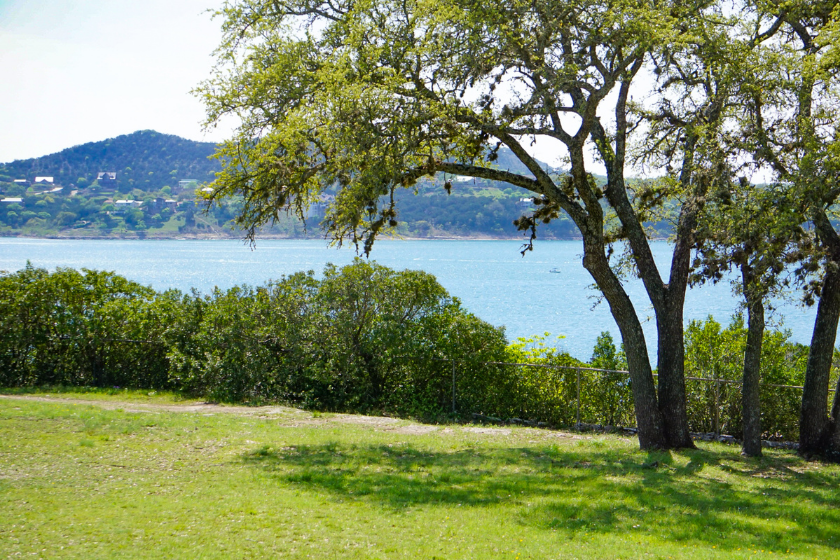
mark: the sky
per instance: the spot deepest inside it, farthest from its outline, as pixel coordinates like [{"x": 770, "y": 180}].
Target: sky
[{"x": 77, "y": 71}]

--------------------

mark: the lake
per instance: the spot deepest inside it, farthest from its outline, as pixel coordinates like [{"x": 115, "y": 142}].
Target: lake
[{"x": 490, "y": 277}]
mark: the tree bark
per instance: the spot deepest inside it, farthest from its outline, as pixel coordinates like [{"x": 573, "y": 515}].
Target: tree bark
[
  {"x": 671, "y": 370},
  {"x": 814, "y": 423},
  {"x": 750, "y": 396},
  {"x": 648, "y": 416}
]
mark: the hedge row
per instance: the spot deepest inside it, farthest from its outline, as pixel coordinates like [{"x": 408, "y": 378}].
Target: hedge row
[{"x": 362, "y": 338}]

--------------------

Line count for the string "like": state how many lines in the data contain it, and output nothing else.

Task output >>
4